HPLC, UHPLC
How Does Climate Change Affect Maple Trees?
Apr 08 2016
The maple leaf is synonymous with Canada, but the syrup which emanates from the tree is also an icon of the north eastern United States. In fact, around 50 years ago, 80% of the world’s maple syrup came from the US with much of it originating in New England with the remaining 20% from Canada — today, those roles are reversed.
Scientists at the University of Massachusetts believe the role reversal is down to climate change and that if the temperature of the planet continues to rise, maple trees (and the highly lucrative maple syrup industry that comes with them) could be eradicated from the US entirely.
An Exact Science of Nature
The production of maple syrup is a highly selective process which only occurs in certain climates and ecosystems. It’s entirely dependent on a rigid cycle of freezing and thawing which can only occur during very cold nights and mild days. When sub-zero temperatures set in during the wee hours, the sap is frozen in the tree’s roots. Then, as the temperature rises through the day, the sap creeps back through the branches of the tree and can be harvested by tapping one of its limbs. This occurs when temperatures reach between 4°C and 5°C.
However, due to the effects of global warming and climate change, harvesters have been forced into commencing their tapping earlier and earlier in the calendar year to take advantage of the cold temperatures while they last. This has resulted in a lower yield of syrup from the trees and a diminishing supply in the United States. The future of the maple syrup industry in the United States could have an expiration date of as early as 2100.

# Listed entries
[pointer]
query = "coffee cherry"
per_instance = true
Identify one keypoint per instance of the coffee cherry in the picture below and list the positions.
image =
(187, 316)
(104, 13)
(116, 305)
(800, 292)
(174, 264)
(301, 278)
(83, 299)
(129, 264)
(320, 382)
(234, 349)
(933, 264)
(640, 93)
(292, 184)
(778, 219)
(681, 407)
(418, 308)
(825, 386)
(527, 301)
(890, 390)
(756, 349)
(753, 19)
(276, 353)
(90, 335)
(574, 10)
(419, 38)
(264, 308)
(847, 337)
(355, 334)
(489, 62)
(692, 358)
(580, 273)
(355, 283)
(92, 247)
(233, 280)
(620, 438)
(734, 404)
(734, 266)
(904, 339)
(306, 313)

# Work task
Answer from the article on climate change and maple trees:
(a) About 50 years ago, what share of the world's maple syrup came from the US?
(b) At what temperature range can sap be harvested by tapping a limb?
(c) By what year could the US maple syrup industry end at the earliest?

# Your response
(a) 80%
(b) Between 4°C and 5°C
(c) 2100